TEXT PASSAGE:

((

Live by the meme, and die by it. That’s the lesson from Morgan Stanley research about how quickly small-time investors went from world-beaters to also-rans in the post-pandemic stock market.
Using exchange and public price-feed data, a chart from the bank’s trading desk estimated overall gains and losses to retail traders based on their stock flows over the last two years. While individual investors were comfortably ahead of the S&P 500 for most of 2020, when speculative equities flourished, their results fell below the benchmark a few months into 2021 and remain there.
The arc corresponds roughly with that of the meme-stock craze as well the deteriorating fortunes of stay-at-home stocks such as Peloton Interactive Inc. and Zoom Video Communications Inc., which struggled last year. Morgan Stanley didn’t break down the drivers of the returns in its note.

))

INFORMATION SUPPLIED:
((

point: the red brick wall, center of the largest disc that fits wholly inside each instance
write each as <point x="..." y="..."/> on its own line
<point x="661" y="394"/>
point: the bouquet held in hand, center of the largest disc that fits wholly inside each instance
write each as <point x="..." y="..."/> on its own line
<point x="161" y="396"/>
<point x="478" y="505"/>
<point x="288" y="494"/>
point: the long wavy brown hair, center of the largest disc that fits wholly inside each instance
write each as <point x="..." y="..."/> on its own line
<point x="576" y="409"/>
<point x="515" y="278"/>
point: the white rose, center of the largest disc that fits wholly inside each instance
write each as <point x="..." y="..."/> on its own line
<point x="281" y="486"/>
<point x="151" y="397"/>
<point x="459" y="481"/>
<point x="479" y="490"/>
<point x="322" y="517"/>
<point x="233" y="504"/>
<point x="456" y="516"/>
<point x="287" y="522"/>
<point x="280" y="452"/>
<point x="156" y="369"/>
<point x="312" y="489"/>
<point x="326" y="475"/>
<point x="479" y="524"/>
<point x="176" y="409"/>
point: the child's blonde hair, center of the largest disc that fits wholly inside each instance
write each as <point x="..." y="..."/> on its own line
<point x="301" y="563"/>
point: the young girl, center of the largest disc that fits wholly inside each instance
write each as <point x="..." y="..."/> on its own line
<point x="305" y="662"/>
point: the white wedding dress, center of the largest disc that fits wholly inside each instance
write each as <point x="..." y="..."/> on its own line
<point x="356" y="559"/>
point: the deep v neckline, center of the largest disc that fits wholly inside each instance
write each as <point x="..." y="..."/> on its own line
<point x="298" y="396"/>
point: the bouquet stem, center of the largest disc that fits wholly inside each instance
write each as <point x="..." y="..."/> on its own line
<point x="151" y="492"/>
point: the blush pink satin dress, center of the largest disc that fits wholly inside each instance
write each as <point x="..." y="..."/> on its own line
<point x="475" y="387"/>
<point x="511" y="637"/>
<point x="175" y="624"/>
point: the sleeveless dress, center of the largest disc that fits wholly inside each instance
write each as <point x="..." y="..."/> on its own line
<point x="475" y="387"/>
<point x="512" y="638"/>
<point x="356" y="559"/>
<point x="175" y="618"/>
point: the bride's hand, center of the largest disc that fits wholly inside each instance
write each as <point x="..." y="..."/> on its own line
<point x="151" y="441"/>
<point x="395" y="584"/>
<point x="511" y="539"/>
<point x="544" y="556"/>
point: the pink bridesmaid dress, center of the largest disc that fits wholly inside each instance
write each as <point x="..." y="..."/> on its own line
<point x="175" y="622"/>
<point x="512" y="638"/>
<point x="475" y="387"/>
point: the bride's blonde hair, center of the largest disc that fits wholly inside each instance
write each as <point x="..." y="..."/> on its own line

))

INSTRUCTIONS:
a – Rewrite the retail-trading article's paragraph that begins "Using exchange and public price-feed data" as a short bulleted list that keeps its main facts.
b – Which two stay-at-home stocks does the retail-trading article name?
c – Write the next part of the retail-trading article, continuing after its final sentence.
The records were drawn from a separate source unrelated to the text.

ANSWER LIST:
a –
- A Morgan Stanley trading-desk chart used exchange and public price-feed data to estimate retail traders' gains and losses from their stock flows over two years.
- For most of 2020, when speculative stocks thrived, individual investors were well ahead of the S&P 500.
- A few months into 2021 their results dropped below the benchmark, and they are still below it.

b – Peloton Interactive Inc. and Zoom Video Communications Inc.

c –
Small investors’ underperformance of the broader gauge has widened in the past couple of months, according to the data, as U.S. market leadership shifted to sectors like energy.
“Retail remains the marginal buyer, but profit/loss is slipping,” Morgan Stanley’s Christopher Metli and others wrote in a report. “Seasonality will remain favorable for retail for the next few weeks. But beyond that the big risk is that retail demand will fade due to deteriorating P/L.”
Based on Morgan Stanley’s estimates, retail is still in the black on trading activity over the last 24 months — but “recent buys are likely out of the money,” the report added.